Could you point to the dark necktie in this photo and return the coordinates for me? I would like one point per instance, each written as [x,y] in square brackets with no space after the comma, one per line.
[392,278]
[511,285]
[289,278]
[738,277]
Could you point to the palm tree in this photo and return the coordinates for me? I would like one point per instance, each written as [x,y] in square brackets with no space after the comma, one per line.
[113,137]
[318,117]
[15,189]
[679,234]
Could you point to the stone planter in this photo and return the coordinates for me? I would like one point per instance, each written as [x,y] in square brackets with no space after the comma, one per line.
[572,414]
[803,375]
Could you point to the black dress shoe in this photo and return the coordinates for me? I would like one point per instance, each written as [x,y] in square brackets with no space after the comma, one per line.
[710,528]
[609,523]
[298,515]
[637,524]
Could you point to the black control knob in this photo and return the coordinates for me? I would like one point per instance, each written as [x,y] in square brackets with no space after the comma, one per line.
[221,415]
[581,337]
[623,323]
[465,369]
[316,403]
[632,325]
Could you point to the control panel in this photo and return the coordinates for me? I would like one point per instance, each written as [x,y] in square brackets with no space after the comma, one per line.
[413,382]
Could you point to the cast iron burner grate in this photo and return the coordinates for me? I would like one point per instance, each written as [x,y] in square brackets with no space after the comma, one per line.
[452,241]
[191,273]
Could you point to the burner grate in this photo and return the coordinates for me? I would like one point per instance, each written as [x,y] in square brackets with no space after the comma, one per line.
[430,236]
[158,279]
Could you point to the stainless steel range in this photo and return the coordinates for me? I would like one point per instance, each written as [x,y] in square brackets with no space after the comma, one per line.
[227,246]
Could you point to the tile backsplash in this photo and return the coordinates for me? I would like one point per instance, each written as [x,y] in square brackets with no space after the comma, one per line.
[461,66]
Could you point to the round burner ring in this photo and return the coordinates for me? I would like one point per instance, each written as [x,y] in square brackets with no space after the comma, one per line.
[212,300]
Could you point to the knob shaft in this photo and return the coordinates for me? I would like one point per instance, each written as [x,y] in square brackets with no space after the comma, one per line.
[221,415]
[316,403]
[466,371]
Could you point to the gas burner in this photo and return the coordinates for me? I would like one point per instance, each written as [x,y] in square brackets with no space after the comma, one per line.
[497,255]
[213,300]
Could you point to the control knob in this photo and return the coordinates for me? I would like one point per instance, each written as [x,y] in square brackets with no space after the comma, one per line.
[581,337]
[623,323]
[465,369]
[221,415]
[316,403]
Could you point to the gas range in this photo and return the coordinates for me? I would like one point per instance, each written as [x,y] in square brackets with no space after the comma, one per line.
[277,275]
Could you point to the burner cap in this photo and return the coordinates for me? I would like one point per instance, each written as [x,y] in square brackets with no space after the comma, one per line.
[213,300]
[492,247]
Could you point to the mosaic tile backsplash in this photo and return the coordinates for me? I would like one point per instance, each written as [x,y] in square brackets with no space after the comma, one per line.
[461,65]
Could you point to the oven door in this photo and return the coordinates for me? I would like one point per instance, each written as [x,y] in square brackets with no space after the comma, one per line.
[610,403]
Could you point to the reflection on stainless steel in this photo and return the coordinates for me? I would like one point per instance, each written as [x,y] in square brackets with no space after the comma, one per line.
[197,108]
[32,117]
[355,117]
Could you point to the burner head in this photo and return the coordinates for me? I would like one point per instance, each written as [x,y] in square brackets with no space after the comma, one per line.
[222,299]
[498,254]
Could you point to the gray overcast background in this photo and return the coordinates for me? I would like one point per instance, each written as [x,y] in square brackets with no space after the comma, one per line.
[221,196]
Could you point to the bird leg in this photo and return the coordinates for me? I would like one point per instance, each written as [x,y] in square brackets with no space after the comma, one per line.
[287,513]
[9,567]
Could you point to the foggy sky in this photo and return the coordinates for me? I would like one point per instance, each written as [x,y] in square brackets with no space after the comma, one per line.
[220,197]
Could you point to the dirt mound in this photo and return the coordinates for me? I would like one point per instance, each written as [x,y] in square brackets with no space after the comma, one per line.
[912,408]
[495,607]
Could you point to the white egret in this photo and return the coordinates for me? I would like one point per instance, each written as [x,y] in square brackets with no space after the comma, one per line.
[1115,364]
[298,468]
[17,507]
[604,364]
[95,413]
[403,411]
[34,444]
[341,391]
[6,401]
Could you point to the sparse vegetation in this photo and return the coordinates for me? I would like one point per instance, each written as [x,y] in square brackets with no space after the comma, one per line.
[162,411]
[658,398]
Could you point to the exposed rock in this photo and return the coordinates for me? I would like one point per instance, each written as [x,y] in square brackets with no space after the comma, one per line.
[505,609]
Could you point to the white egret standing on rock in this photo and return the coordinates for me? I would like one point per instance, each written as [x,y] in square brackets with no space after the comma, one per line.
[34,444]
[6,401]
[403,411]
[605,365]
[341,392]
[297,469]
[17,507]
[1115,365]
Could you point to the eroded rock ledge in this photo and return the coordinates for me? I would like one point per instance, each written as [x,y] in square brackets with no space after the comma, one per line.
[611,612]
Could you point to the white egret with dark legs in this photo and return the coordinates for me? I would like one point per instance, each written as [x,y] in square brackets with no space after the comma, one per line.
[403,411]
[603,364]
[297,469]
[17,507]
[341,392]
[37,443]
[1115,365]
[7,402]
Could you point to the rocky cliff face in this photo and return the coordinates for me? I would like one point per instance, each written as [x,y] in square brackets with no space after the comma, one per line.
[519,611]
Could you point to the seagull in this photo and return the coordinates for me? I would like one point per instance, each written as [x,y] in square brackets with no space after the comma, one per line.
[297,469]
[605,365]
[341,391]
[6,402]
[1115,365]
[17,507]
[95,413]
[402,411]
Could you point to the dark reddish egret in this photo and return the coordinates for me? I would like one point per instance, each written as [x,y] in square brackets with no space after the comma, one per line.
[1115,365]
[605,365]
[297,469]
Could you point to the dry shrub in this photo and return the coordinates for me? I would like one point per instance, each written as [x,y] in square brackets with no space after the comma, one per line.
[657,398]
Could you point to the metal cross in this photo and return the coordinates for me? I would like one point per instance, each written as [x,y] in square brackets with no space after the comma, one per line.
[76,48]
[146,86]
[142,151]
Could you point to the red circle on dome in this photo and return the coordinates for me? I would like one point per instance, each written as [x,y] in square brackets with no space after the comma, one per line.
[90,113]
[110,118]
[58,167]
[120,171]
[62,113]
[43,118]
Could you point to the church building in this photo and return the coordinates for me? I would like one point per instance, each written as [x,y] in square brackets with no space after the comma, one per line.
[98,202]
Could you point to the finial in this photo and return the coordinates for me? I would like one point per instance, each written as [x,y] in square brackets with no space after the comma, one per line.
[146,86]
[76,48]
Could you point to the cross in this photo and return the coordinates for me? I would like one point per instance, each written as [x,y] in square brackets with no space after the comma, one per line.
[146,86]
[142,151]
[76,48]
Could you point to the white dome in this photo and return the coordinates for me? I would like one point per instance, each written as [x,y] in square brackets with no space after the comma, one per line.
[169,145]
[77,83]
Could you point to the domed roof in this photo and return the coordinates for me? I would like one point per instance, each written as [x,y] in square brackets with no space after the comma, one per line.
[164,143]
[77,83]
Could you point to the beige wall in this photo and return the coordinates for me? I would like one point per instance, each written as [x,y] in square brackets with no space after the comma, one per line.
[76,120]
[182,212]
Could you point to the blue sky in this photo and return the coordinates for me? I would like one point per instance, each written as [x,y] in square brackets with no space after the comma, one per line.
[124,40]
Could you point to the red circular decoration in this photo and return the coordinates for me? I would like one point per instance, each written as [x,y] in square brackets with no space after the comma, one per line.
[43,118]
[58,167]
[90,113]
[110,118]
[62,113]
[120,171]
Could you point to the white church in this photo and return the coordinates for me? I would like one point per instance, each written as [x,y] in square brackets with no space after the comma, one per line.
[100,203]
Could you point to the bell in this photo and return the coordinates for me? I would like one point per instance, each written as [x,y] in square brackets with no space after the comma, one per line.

- - -

▶ **Task goal**: Could you give again exactly the lines from the line containing "Could you point to the cross" through the final line of the data above, and no others?

▶ **Full answer**:
Could you point to the cross in this photo and return the coordinates for me? I would like one point per instance, each written as [x,y] in square brackets with no space after the comma, one per line.
[146,86]
[142,151]
[76,48]
Could you point to the white dome in this photo and return the coordinates for me? I would like one point per instance, each written as [x,y] in square brackets with no space after the comma, one per line.
[169,145]
[77,83]
Could you point to the domed roof in this photo and return the coordinates for me? I would like one point per instance, each written as [x,y] in square brackets with no space after the comma, one per line.
[164,143]
[77,83]
Could you point to the beige wall in this photo and return the coordinates for me? I would like one point per instance, each written as [x,y] in square brackets with no space after the comma, one per line.
[76,120]
[182,212]
Could you point to the blue sky in this photo and return the coordinates for me? I would like one point per instance, each written as [x,y] in square brackets with no space after the comma, one per line.
[124,40]
Could you point to the red circular decoration in this photo and return the coordinates for me? I would like one point per instance, each written as [x,y] in square brackets with no space after the comma, one per line.
[43,118]
[58,167]
[90,113]
[110,118]
[62,113]
[120,171]
Could you point to the white church in this photo and return the coordinates for me? I would like one point per instance, each written as [x,y] in square brackets with no space after the comma, one per line.
[100,203]
Could you point to the bell in this photo and return the coordinates for me? I would like one point per instance, each written as [x,y] in square brackets with no space after the comma, one per line.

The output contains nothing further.